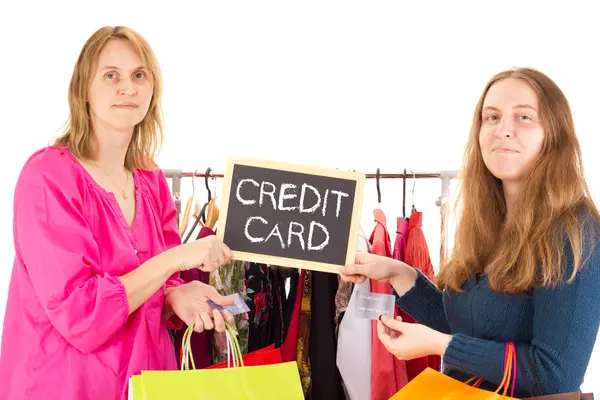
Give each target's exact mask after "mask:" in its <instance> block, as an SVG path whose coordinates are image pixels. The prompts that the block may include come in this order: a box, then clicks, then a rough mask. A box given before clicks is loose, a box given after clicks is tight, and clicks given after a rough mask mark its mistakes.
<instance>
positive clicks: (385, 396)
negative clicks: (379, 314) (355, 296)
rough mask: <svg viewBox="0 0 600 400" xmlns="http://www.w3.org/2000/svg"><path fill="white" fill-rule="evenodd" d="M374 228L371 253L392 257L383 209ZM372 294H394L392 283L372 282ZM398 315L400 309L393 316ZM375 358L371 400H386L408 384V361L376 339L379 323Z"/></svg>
mask: <svg viewBox="0 0 600 400" xmlns="http://www.w3.org/2000/svg"><path fill="white" fill-rule="evenodd" d="M373 216H374V217H375V228H374V229H373V232H372V233H371V236H370V238H369V242H370V243H371V244H372V248H371V253H373V254H376V255H378V256H384V257H391V256H392V244H391V239H390V234H389V233H388V231H387V225H386V218H385V214H384V213H383V211H382V210H381V209H376V210H375V211H373ZM371 292H373V293H383V294H392V285H390V284H389V283H384V282H379V281H376V280H371ZM396 316H398V310H397V309H396V310H395V312H394V317H396ZM371 334H372V344H373V355H372V357H371V400H387V399H389V398H390V397H392V396H393V395H394V394H396V392H398V391H399V390H400V389H401V388H403V387H404V386H405V385H406V383H407V382H408V378H407V376H406V362H405V361H403V360H399V359H397V358H396V357H394V356H393V355H392V353H390V352H389V351H388V350H387V349H386V348H385V346H384V345H383V343H381V340H379V337H378V336H377V321H373V322H372V324H371Z"/></svg>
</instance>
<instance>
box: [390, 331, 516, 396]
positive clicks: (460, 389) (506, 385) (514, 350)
mask: <svg viewBox="0 0 600 400" xmlns="http://www.w3.org/2000/svg"><path fill="white" fill-rule="evenodd" d="M513 366H516V351H515V347H514V345H512V343H509V344H507V352H506V363H505V366H504V378H503V380H502V382H501V383H500V386H498V389H496V391H495V392H489V391H487V390H482V389H478V388H477V386H479V385H480V384H481V382H482V379H477V378H472V379H470V380H468V381H467V382H460V381H458V380H456V379H453V378H451V377H449V376H447V375H444V374H442V373H441V372H438V371H436V370H434V369H431V368H427V369H426V370H424V371H423V372H421V373H420V374H419V375H418V376H417V377H416V378H414V379H413V380H412V381H410V382H408V384H407V385H406V386H404V387H403V388H402V389H400V391H399V392H398V393H396V394H395V395H394V396H392V397H391V398H390V400H434V399H435V400H500V399H503V400H507V399H513V400H514V399H515V398H514V397H509V396H508V395H509V387H510V386H511V381H512V386H513V387H512V392H513V393H514V382H515V378H516V376H515V372H514V369H513ZM511 371H512V372H513V373H512V375H513V377H512V379H511V376H510V375H511ZM471 382H475V384H474V385H473V386H470V385H469V383H471ZM501 390H502V394H500V391H501Z"/></svg>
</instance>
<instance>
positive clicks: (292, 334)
mask: <svg viewBox="0 0 600 400" xmlns="http://www.w3.org/2000/svg"><path fill="white" fill-rule="evenodd" d="M305 276H306V270H302V271H300V276H299V277H298V282H297V284H296V285H295V287H296V288H297V290H296V296H295V300H294V306H293V311H292V313H291V314H292V316H291V318H290V323H289V328H288V331H287V334H286V336H285V340H284V341H283V344H282V345H281V359H282V360H283V362H291V361H296V360H297V354H298V353H297V351H298V350H297V349H298V346H299V335H298V330H299V325H300V309H301V307H302V297H303V290H304V278H305ZM290 294H291V290H290ZM287 308H289V305H287ZM298 365H300V364H298Z"/></svg>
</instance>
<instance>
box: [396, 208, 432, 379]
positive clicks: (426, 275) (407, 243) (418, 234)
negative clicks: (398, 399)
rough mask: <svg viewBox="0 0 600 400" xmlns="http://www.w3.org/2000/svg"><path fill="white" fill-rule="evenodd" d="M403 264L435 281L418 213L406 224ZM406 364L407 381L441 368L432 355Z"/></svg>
mask: <svg viewBox="0 0 600 400" xmlns="http://www.w3.org/2000/svg"><path fill="white" fill-rule="evenodd" d="M404 262H406V263H407V264H408V265H410V266H411V267H413V268H416V269H418V270H419V271H421V272H422V273H423V274H424V275H425V276H426V277H427V278H428V279H429V280H431V281H434V280H435V273H434V271H433V265H432V264H431V257H430V256H429V249H428V247H427V241H426V240H425V235H424V234H423V213H422V212H420V211H415V212H413V213H412V214H411V216H410V221H409V224H408V241H407V243H406V258H405V260H404ZM403 317H404V316H403ZM406 322H415V320H414V319H413V318H412V317H410V321H406ZM406 364H407V374H408V379H409V380H411V379H413V378H414V377H416V376H417V375H419V374H420V373H421V372H422V371H423V370H424V369H425V368H427V367H429V368H433V369H435V370H436V371H439V370H440V368H441V357H440V356H435V355H432V356H429V357H423V358H419V359H415V360H410V361H407V363H406Z"/></svg>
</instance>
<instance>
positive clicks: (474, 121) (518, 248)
mask: <svg viewBox="0 0 600 400" xmlns="http://www.w3.org/2000/svg"><path fill="white" fill-rule="evenodd" d="M506 78H518V79H522V80H524V81H525V82H527V83H528V84H529V85H530V87H531V88H532V89H533V90H534V91H535V93H536V95H537V98H538V102H539V110H540V111H539V113H540V120H541V124H542V127H543V129H544V132H545V139H544V143H543V146H542V149H541V152H540V154H539V156H538V157H537V159H536V161H535V165H534V166H533V169H532V171H531V173H530V174H529V175H528V177H527V179H526V182H525V183H524V184H523V188H522V190H521V192H520V193H519V196H518V199H517V203H516V204H515V213H514V218H512V219H511V220H510V221H505V219H506V202H505V199H504V194H503V189H502V182H501V181H500V180H499V179H497V178H496V177H495V176H494V175H492V173H491V172H490V171H489V170H488V169H487V167H486V166H485V164H484V161H483V157H482V154H481V148H480V146H479V132H480V129H481V124H482V116H481V111H482V107H483V102H484V100H485V97H486V95H487V92H488V90H489V89H490V87H491V86H492V85H493V84H494V83H496V82H498V81H500V80H502V79H506ZM464 159H465V161H464V167H463V171H462V177H463V182H462V188H461V193H460V202H461V204H462V209H461V212H460V218H459V222H458V227H457V233H456V239H455V248H454V251H453V254H452V257H451V258H450V259H449V261H448V263H447V264H446V265H444V266H442V268H440V274H439V276H438V279H437V283H438V285H439V286H440V287H441V288H442V289H451V290H454V291H460V290H461V289H460V288H461V287H462V286H463V284H464V283H465V282H466V281H467V279H469V277H470V276H472V275H473V274H477V273H483V272H484V269H485V273H487V275H488V277H489V284H490V287H491V288H492V290H494V291H496V292H501V293H523V292H526V291H528V290H530V289H533V288H535V287H539V286H544V287H552V286H555V285H557V284H559V283H561V282H562V281H563V280H564V278H565V267H566V257H565V256H564V254H563V253H564V251H565V249H566V250H569V249H568V248H567V247H565V245H566V242H565V240H567V242H568V243H569V244H570V248H571V250H572V253H573V254H572V255H573V271H572V274H571V276H570V278H569V281H570V280H572V279H573V278H574V277H575V274H576V273H577V271H578V269H579V268H580V267H581V264H582V254H583V248H584V246H583V239H584V229H587V228H586V225H587V224H584V221H583V218H585V217H586V216H591V217H592V219H593V220H595V221H598V220H600V216H599V214H598V210H597V209H596V206H595V205H594V203H593V201H592V200H591V195H590V191H589V189H588V186H587V184H586V182H585V177H584V172H583V165H582V160H581V149H580V146H579V142H578V140H577V137H576V135H575V128H574V125H573V118H572V116H571V111H570V107H569V103H568V102H567V99H566V97H565V95H564V94H563V93H562V91H561V90H560V89H559V87H558V86H557V85H556V84H555V83H554V82H553V81H552V80H551V79H550V78H548V77H547V76H546V75H544V74H543V73H541V72H539V71H537V70H534V69H529V68H520V69H513V70H509V71H504V72H501V73H499V74H497V75H496V76H494V77H493V78H492V79H491V80H490V81H489V82H488V84H487V85H486V86H485V89H484V91H483V93H482V95H481V97H480V98H479V102H478V103H477V107H476V108H475V113H474V115H473V124H472V127H471V133H470V136H469V140H468V144H467V147H466V152H465V157H464Z"/></svg>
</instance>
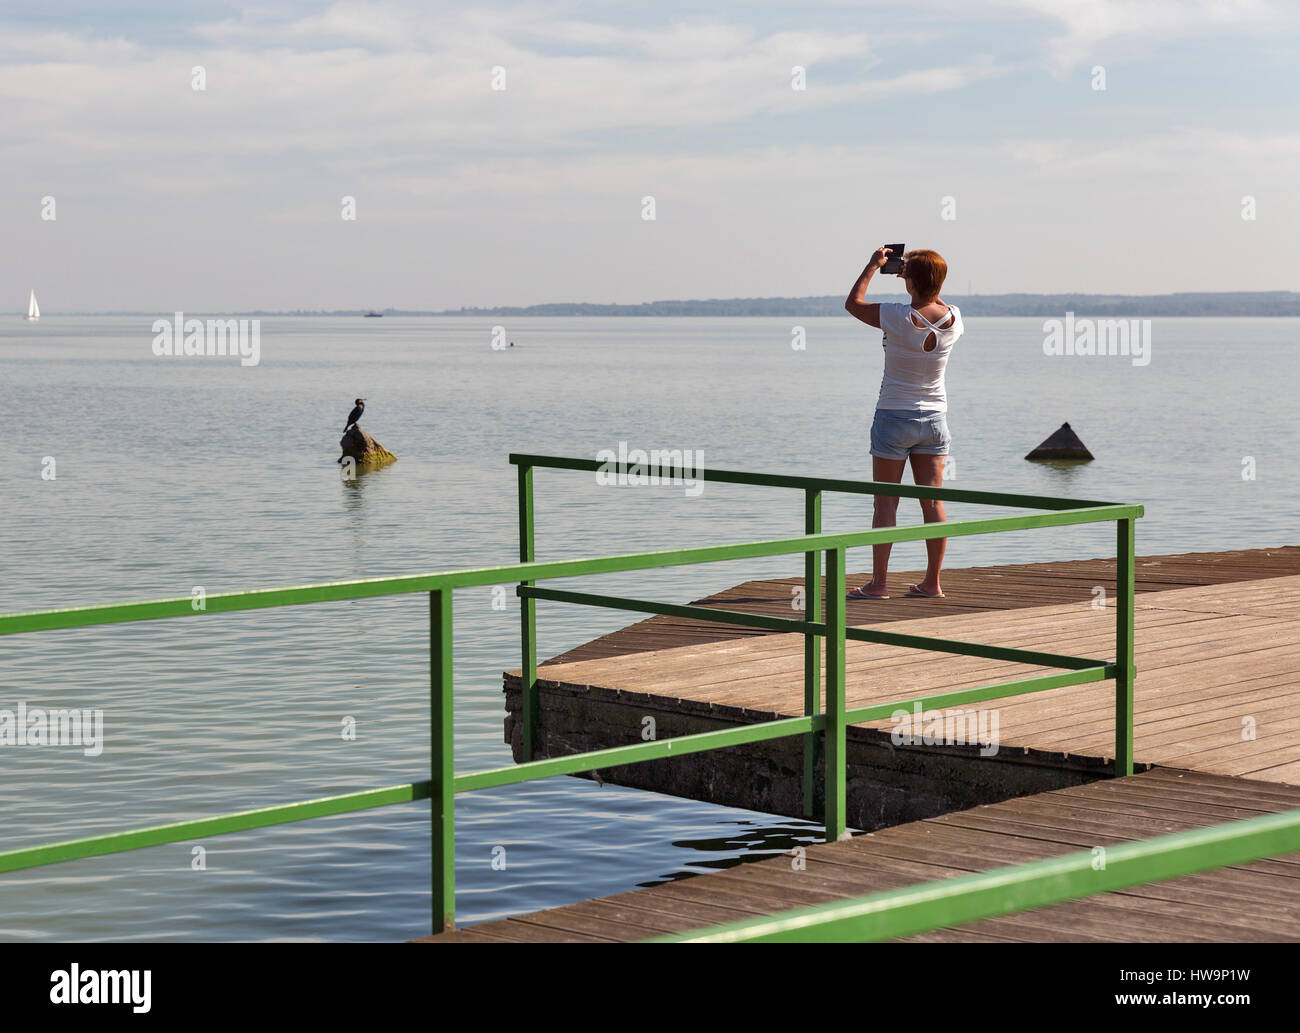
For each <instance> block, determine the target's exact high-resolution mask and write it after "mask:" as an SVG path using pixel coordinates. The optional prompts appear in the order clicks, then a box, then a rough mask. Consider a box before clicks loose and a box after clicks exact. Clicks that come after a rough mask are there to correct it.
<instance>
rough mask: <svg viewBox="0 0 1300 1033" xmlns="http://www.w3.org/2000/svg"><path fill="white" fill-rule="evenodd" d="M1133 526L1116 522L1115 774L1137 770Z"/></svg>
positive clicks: (1120, 773)
mask: <svg viewBox="0 0 1300 1033" xmlns="http://www.w3.org/2000/svg"><path fill="white" fill-rule="evenodd" d="M1134 526H1135V521H1132V520H1117V521H1115V777H1119V776H1123V774H1132V773H1134V678H1135V677H1136V674H1138V670H1136V668H1135V667H1134V595H1135V591H1136V583H1135V572H1134V568H1135V565H1136V556H1135V551H1136V542H1135V541H1134V538H1135V535H1134Z"/></svg>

- [Assigned task]: Could you quote the listing word for word, starting at its opening line and going on through the line with "negative clicks: (379, 314) (355, 296)", with the pictures left out?

- [Task response]:
Give each target's exact mask after "mask:" in its <instance> block, as an SVG path whose coordinates are image pixels. The prompts that the block may include come in this order: a box, then clicks, then a rough mask. A box given before clicks is loose, a box given after clicks is tight, and clicks given after a rough mask mark its mistakes.
<instance>
positive clicks: (385, 396)
negative clicks: (379, 314) (355, 296)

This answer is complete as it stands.